■ REQUIREMENTS ■
Pull out every line of the records below that contains the word "green". Uppercase and lowercase count as different.

[Stored items]
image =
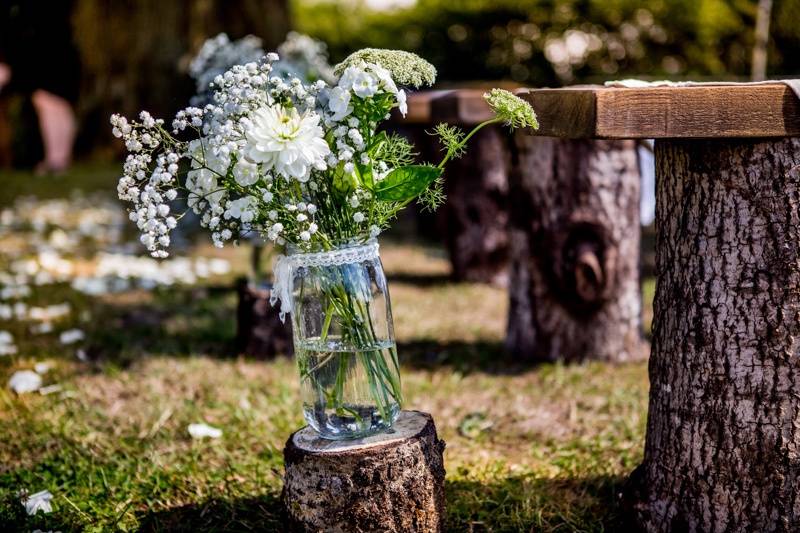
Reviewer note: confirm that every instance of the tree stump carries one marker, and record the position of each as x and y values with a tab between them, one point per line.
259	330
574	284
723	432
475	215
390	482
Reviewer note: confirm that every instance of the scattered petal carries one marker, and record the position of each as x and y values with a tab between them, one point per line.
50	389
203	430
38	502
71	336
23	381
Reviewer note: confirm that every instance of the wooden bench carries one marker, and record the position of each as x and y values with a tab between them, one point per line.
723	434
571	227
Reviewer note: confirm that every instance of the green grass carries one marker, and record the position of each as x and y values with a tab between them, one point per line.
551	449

* * *

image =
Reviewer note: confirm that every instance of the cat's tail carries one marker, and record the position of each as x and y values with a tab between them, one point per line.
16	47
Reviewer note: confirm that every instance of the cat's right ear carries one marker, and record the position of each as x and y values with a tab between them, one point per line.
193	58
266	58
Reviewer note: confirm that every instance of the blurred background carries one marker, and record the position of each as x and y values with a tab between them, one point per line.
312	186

* * *

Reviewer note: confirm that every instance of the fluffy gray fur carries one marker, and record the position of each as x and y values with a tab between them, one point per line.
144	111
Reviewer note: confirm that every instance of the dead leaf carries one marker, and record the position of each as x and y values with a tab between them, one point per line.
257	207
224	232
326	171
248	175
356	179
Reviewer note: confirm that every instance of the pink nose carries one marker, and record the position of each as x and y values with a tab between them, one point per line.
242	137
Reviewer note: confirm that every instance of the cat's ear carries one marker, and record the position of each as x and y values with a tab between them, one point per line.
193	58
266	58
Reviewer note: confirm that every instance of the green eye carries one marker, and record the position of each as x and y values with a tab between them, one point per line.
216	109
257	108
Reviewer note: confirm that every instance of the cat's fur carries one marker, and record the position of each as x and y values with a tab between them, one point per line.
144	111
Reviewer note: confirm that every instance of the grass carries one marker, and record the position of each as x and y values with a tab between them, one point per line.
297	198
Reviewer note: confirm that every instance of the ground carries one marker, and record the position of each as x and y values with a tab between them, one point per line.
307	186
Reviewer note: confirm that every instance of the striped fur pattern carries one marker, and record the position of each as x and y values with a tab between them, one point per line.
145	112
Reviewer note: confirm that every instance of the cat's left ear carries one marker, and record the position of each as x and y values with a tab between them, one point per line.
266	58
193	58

■ THE RESPONSE ■
Reviewer note: confirm that every instance of the green grass carries one marker, and record the position of each as x and y values with a tab between them, one point per line.
Reviewer note: confirm that every instance of the green eye carries one marker, and record the position of each as x and y values with a tab between them, one point per line.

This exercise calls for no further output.